**RECORDED INFORMATION**
_ _ _ _
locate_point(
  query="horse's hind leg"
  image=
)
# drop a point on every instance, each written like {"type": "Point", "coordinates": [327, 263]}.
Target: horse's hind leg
_ _ _ _
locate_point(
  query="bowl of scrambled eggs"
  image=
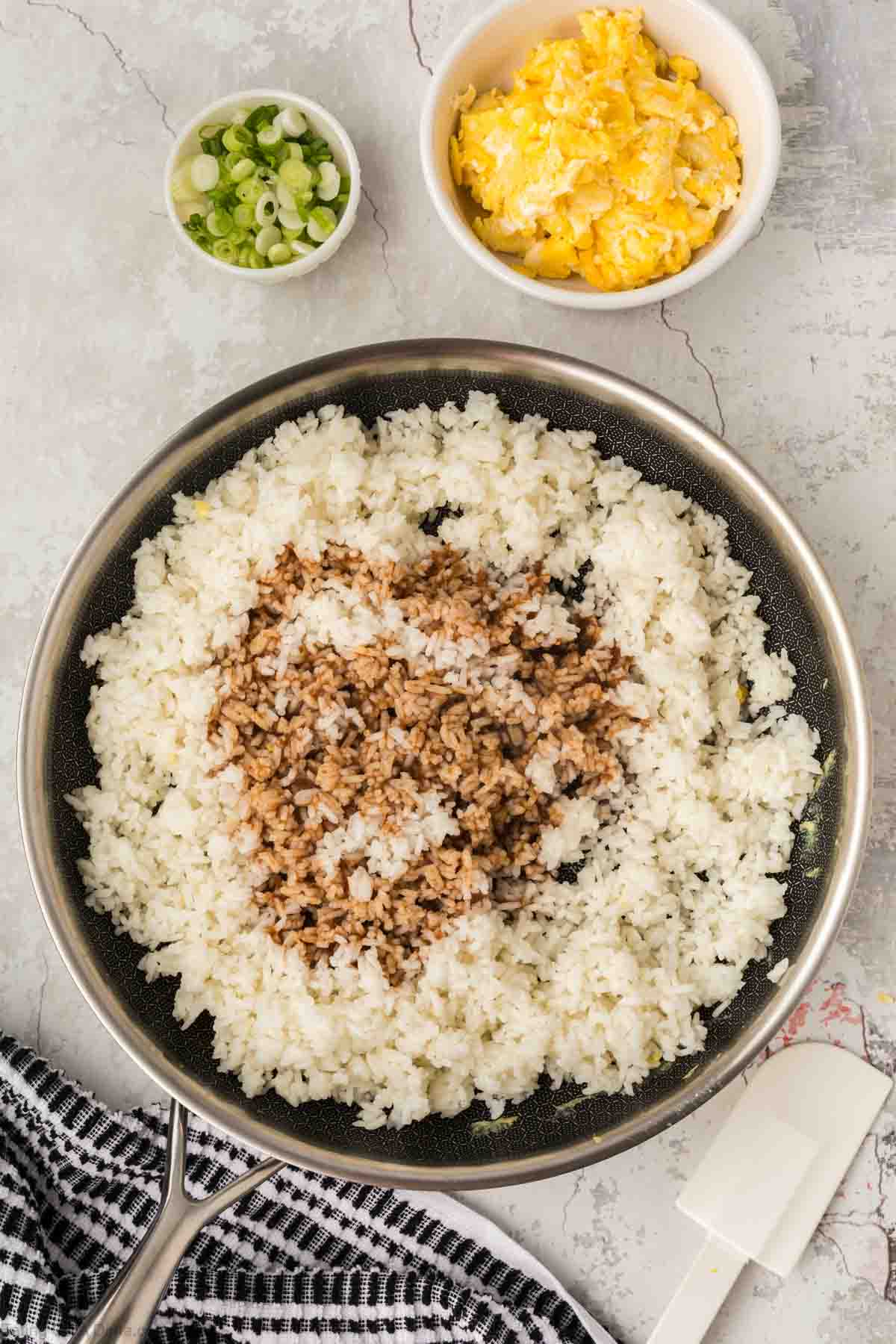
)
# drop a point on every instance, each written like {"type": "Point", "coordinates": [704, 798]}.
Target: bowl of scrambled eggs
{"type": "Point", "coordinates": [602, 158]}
_ _ _ _
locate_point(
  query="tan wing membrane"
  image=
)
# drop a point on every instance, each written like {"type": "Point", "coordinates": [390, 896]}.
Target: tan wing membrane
_ _ _ _
**ACTIVITY**
Where does the word "each" appear in the listing above? Copy every line that holds it.

**RESULT OF THIS TASK**
# drop a point on every instance, each written like {"type": "Point", "coordinates": [327, 263]}.
# drop a point on every instance, each written like {"type": "Point", "coordinates": [704, 798]}.
# drop a point on every instance, each written like {"type": "Point", "coordinates": [390, 896]}.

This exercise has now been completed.